Natural language region descriptions
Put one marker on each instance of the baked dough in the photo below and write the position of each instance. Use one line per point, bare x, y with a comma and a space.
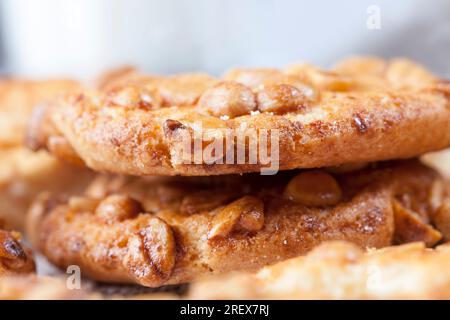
167, 230
363, 110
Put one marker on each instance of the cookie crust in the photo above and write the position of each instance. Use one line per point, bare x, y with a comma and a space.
363, 110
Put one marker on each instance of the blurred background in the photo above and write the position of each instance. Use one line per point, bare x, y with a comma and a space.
80, 38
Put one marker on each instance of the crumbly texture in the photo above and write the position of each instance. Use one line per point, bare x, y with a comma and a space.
17, 99
365, 109
340, 270
14, 258
159, 231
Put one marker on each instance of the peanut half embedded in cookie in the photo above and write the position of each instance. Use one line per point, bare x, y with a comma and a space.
364, 110
138, 230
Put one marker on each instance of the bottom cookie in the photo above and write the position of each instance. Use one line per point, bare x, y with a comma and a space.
160, 231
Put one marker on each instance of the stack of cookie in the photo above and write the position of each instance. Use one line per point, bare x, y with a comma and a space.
199, 176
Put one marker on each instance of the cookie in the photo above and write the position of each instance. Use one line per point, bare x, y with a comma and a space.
250, 120
24, 174
340, 270
17, 99
33, 287
169, 230
14, 258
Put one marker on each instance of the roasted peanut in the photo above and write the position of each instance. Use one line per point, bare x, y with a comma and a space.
280, 98
118, 207
314, 188
245, 214
230, 99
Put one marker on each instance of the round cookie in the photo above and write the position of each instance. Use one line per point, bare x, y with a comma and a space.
363, 110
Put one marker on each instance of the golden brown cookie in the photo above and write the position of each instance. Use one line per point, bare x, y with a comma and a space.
168, 230
14, 258
340, 270
24, 174
363, 110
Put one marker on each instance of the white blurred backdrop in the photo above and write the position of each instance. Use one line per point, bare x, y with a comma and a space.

* [TASK DETAILS]
Could you print, word for word, the line containing "Put one marker on each instance of the cookie in" and every line after it through the end of the records, and nothing else?

* [REPLY]
Put one marker on each instance of the cookie in the photo above and write the position of each instance. Use one line per point, bare x, y with a comma and a space.
250, 120
24, 174
340, 270
17, 99
33, 287
169, 230
14, 258
Put one marker on each instance of the roasted peanut in the photo above and write the position of each instance. Use one line per point, bare x, y with a comma and a space.
280, 98
118, 207
314, 188
245, 214
230, 99
Put one marker on each instance of the round cookie in the photo above and write the position of each instance. Use one line per point, bare x, y with a comma and a space.
363, 110
Put one marker on each instance of the golden brown cookie in the photo above and write the position of each instance. Use one line per point, bare x, y with a comma and a space.
168, 230
14, 258
340, 270
24, 174
363, 110
Put one marker on each instance of the white blurred backdrop in the photo above and write the position of each instance. Use one line per point, bare x, y with a comma and a space.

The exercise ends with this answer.